◆ SOURCE
══════════════════════════════
PS Lampung Sakti
- Full name: Persatuan Sepakbola Lampung Sakti
- Nickname(s): The Lampung Elephant
- Founded: 2017; 8 years ago
- Dissolved: 2019; 6 years ago
- Ground: Sumpah Pemuda Stadium
- Capacity: 25,000
- Owner: PT Great Giant Pineapple Company (GGPC)
- 2018: Liga 3, Round of 16 (National)
| Home colours | Away colours |

= PS Lampung Sakti =

Association football team in Indonesia

Persatuan Sepakbola Lampung Sakti (simply known as PS Lampung Sakti) is an Indonesian football club based in Bandar Lampung, Lampung. This club owned by PT Great Giant Pineapple Company (GGPC) Humas Jaya.

== History ==
Previously, PS Lampung Sakti was named Persires Sukoharjo. Persires changed their name 7 times. In 1962, Persires was based in Rengat and used Persires Rengat as their club name. In the middle of 2011, the club merged with Bali Devata and was re-named Persires Bali Devata. Then they changed their name to Persires Banjarnegara after their move to Banjarnegara. In 2013, they moved again to Cirebon and changed the name again to Persires Cirebon. In 2014, they moved to Mashud Wisnusaputra Stadium, Kuningan and was re-named Persires Kuningan. In 2015, they moved to Sukoharjo and changed their name again.
══════════════════════════════
◆ WHAT THIS EXERCISE ASKS
a) Which stadium does the PS Lampung Sakti article list as the club's ground?
b) Duplicate the stretch of the PS Lampung Sakti article from "Association football team" through "their name again.".
The lines after this note are not needed for the tasks.

◆ A data block
══════════════════════════════
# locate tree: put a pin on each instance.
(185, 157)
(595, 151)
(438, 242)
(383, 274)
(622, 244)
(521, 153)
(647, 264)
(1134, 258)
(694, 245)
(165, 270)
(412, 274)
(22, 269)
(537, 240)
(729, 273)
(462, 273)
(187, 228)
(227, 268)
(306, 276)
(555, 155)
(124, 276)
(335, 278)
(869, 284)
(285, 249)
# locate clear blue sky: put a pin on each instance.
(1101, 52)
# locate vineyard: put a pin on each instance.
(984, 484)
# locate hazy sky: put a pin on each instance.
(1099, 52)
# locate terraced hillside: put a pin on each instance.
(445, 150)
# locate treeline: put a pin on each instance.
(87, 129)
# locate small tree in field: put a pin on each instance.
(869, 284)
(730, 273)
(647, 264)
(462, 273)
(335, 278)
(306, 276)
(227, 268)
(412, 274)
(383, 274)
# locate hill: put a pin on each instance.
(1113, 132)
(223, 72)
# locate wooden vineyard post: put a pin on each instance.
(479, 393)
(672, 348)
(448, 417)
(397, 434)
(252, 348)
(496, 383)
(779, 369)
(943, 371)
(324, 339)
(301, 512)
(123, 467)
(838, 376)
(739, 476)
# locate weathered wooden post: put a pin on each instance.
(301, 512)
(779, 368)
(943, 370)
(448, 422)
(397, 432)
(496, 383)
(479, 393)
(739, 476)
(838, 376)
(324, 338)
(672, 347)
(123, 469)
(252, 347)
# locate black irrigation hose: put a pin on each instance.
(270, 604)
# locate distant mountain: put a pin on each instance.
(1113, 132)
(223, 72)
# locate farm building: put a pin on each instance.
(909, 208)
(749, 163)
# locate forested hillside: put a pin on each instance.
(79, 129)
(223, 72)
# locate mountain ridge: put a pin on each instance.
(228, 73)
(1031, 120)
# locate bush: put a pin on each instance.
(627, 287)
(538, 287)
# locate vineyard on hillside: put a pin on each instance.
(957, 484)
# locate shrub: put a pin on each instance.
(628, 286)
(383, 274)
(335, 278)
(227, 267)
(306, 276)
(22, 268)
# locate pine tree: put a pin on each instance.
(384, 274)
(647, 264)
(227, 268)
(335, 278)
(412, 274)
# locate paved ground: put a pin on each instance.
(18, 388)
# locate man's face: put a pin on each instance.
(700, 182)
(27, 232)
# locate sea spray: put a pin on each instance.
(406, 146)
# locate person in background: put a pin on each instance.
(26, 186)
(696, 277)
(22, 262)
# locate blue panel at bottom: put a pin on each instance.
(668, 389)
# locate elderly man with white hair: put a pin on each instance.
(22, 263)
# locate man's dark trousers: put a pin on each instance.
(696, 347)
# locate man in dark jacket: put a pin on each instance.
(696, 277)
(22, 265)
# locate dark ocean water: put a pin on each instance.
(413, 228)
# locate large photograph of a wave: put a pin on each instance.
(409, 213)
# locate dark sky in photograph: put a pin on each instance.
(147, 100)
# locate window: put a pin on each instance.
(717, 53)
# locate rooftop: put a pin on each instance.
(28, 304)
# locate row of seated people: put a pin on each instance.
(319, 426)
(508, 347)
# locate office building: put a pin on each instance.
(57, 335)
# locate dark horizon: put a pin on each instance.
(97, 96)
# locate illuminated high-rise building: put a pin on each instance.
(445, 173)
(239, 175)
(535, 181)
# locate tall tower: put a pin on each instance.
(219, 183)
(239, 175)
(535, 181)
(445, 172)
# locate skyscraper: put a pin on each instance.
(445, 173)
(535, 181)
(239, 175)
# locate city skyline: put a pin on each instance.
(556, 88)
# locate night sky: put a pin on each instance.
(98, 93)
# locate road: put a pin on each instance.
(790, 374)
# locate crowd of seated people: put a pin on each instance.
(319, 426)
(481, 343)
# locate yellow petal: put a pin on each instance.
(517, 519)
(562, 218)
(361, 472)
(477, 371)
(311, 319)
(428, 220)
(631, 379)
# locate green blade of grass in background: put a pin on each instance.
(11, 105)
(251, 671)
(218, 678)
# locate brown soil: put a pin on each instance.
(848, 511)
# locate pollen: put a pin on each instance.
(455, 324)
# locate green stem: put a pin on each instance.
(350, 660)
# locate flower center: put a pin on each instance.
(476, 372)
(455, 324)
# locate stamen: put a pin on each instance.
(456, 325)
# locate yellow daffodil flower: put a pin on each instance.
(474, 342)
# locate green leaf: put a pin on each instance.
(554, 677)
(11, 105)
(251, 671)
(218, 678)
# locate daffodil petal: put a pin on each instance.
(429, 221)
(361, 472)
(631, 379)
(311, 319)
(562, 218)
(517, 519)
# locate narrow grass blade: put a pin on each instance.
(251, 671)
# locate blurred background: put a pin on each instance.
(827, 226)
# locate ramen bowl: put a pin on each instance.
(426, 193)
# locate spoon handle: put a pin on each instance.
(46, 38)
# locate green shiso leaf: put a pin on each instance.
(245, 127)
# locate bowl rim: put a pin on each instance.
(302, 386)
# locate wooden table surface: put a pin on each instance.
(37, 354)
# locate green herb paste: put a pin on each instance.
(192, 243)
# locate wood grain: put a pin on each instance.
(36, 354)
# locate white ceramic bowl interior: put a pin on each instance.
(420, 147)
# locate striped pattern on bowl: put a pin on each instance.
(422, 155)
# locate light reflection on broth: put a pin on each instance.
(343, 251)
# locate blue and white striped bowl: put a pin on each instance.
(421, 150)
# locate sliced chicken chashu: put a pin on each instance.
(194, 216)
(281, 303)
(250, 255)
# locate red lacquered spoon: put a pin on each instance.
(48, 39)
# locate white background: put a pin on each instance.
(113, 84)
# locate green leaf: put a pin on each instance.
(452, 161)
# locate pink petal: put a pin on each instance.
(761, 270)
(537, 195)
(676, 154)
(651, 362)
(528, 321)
══════════════════════════════
◆ WORKED ANSWERS
a) Sumpah Pemuda Stadium

b)
Association football team in Indonesia

Persatuan Sepakbola Lampung Sakti (simply known as PS Lampung Sakti) is an Indonesian football club based in Bandar Lampung, Lampung. This club owned by PT Great Giant Pineapple Company (GGPC) Humas Jaya.

== History ==
Previously, PS Lampung Sakti was named Persires Sukoharjo. Persires changed their name 7 times. In 1962, Persires was based in Rengat and used Persires Rengat as their club name. In the middle of 2011, the club merged with Bali Devata and was re-named Persires Bali Devata. Then they changed their name to Persires Banjarnegara after their move to Banjarnegara. In 2013, they moved again to Cirebon and changed the name again to Persires Cirebon. In 2014, they moved to Mashud Wisnusaputra Stadium, Kuningan and was re-named Persires Kuningan. In 2015, they moved to Sukoharjo and changed their name again.